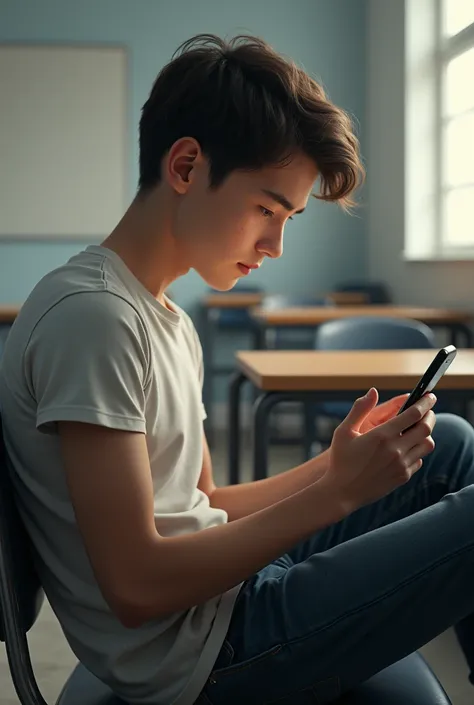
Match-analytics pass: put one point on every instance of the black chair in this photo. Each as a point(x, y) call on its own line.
point(21, 597)
point(408, 682)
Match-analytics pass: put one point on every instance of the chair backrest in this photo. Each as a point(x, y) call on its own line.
point(21, 595)
point(376, 292)
point(373, 333)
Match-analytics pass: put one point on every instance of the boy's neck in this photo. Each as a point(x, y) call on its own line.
point(143, 240)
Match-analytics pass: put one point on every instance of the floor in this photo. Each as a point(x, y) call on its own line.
point(53, 660)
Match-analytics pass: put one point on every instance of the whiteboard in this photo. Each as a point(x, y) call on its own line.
point(63, 137)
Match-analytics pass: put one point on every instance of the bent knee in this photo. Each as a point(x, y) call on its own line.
point(453, 428)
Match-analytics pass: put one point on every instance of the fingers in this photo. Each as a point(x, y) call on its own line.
point(421, 430)
point(413, 415)
point(359, 410)
point(420, 451)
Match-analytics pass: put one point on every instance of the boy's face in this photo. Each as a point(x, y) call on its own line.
point(223, 231)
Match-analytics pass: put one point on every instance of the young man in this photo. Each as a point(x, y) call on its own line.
point(168, 588)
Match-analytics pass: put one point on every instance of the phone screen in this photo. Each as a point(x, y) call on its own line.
point(432, 375)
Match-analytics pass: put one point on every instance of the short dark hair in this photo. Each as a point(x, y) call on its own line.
point(248, 107)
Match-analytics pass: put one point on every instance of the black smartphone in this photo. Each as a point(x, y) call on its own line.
point(432, 375)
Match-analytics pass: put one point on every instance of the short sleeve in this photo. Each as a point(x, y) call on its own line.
point(87, 360)
point(199, 358)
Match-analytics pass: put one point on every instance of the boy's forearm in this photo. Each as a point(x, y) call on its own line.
point(249, 497)
point(186, 570)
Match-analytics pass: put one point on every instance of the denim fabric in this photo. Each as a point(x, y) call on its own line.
point(360, 594)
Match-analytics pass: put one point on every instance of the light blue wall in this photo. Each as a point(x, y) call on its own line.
point(326, 36)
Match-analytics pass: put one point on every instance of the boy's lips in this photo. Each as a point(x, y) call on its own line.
point(246, 268)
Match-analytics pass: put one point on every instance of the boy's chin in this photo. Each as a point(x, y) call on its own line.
point(220, 283)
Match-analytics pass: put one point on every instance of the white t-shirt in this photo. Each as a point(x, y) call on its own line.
point(91, 344)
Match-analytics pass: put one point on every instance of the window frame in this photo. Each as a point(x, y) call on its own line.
point(447, 48)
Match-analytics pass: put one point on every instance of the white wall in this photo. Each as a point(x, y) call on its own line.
point(424, 283)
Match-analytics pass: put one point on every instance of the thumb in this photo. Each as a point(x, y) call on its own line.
point(360, 410)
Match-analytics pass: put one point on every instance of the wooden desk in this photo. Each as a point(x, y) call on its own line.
point(312, 316)
point(320, 376)
point(247, 300)
point(209, 314)
point(8, 313)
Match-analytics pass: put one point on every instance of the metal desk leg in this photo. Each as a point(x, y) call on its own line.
point(467, 333)
point(235, 388)
point(262, 409)
point(258, 334)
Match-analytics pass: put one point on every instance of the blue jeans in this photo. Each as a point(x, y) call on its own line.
point(361, 594)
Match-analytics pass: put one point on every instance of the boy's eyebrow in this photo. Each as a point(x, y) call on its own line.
point(282, 200)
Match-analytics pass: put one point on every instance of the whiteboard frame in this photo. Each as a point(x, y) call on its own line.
point(122, 47)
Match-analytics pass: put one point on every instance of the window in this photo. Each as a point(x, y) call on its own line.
point(439, 129)
point(455, 68)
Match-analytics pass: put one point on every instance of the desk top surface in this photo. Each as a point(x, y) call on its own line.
point(309, 315)
point(314, 370)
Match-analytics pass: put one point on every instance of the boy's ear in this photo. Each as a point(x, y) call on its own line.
point(184, 155)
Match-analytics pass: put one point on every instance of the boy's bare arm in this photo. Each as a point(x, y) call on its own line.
point(143, 575)
point(250, 497)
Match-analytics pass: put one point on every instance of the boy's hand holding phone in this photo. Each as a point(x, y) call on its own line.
point(364, 467)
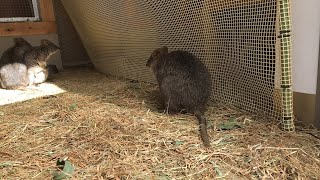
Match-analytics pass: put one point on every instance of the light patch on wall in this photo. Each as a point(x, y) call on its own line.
point(32, 92)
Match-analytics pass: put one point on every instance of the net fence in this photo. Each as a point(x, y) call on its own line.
point(16, 8)
point(238, 40)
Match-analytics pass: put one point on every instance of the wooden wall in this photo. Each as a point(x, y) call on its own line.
point(47, 24)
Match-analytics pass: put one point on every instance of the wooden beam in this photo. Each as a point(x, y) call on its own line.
point(27, 28)
point(46, 10)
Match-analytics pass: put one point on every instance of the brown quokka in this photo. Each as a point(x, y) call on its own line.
point(13, 71)
point(184, 82)
point(36, 61)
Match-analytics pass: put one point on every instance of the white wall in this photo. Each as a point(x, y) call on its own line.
point(305, 39)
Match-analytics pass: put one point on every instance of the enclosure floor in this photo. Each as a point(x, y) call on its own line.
point(110, 128)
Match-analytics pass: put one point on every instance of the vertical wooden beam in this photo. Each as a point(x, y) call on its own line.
point(317, 110)
point(46, 10)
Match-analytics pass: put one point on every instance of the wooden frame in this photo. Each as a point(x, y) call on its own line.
point(45, 26)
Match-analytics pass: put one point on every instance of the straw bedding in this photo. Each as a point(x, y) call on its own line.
point(111, 128)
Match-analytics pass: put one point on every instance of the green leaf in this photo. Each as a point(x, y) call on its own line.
point(73, 106)
point(217, 169)
point(163, 177)
point(65, 171)
point(179, 142)
point(228, 125)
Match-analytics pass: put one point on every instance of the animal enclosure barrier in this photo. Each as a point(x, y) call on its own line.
point(244, 43)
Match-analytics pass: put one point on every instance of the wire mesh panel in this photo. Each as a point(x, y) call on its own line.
point(236, 39)
point(18, 10)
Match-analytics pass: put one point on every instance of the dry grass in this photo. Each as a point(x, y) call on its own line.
point(110, 128)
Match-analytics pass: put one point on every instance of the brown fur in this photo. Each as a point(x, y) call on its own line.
point(184, 82)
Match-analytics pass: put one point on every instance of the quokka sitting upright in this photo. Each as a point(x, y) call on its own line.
point(36, 61)
point(184, 82)
point(13, 71)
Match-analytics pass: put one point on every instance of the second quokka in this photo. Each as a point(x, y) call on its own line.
point(36, 61)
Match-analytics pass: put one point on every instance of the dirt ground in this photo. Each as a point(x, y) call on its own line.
point(111, 128)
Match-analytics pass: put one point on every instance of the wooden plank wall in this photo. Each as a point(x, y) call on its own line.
point(46, 25)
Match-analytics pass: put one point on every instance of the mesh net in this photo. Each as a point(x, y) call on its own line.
point(236, 39)
point(73, 52)
point(16, 8)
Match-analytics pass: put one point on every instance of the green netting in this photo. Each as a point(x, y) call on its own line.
point(238, 40)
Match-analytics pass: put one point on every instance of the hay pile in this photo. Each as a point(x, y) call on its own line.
point(110, 128)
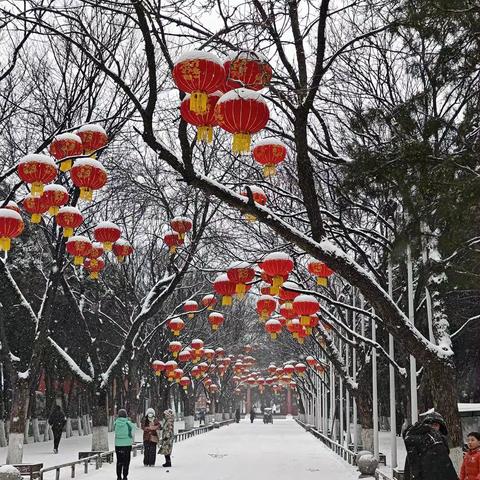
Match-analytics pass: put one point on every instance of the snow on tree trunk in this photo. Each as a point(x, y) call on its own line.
point(18, 417)
point(100, 422)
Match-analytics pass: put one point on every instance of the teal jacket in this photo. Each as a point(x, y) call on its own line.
point(124, 432)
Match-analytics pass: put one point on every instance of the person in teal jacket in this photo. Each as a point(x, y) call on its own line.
point(124, 433)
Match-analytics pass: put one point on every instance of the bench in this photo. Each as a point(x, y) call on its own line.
point(108, 458)
point(31, 470)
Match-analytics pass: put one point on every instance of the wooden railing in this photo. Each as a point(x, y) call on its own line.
point(105, 457)
point(345, 453)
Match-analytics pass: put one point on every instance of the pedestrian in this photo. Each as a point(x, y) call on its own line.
point(471, 462)
point(124, 429)
point(150, 427)
point(168, 435)
point(427, 450)
point(57, 421)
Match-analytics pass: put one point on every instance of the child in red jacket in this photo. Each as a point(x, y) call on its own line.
point(471, 462)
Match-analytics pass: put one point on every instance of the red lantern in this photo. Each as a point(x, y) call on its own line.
point(94, 266)
point(240, 273)
point(56, 197)
point(305, 306)
point(209, 301)
point(200, 74)
point(158, 367)
point(269, 152)
point(321, 271)
point(69, 218)
point(242, 112)
point(174, 348)
point(224, 287)
point(273, 327)
point(185, 382)
point(66, 146)
point(93, 138)
point(11, 226)
point(88, 175)
point(78, 246)
point(35, 206)
point(172, 240)
point(277, 265)
point(215, 319)
point(190, 306)
point(122, 248)
point(107, 233)
point(176, 325)
point(37, 170)
point(247, 69)
point(203, 121)
point(266, 305)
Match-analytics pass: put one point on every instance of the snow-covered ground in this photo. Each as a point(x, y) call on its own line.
point(256, 451)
=======
** Talimat **
Verilerin başından "point(408, 682)" ifadesini içeren satıra kadar, iki uç da dahil olmak üzere her şeyi boş satırları atlayarak numaralı bir listeye dönüştürünüz. Resimleri cevaba almayınız.

** Görev Sonucu **
1. Match-analytics pass: put one point on every instance of the black chair in this photo. Each as a point(x, y) call on its own line.
2. point(21, 597)
3. point(408, 682)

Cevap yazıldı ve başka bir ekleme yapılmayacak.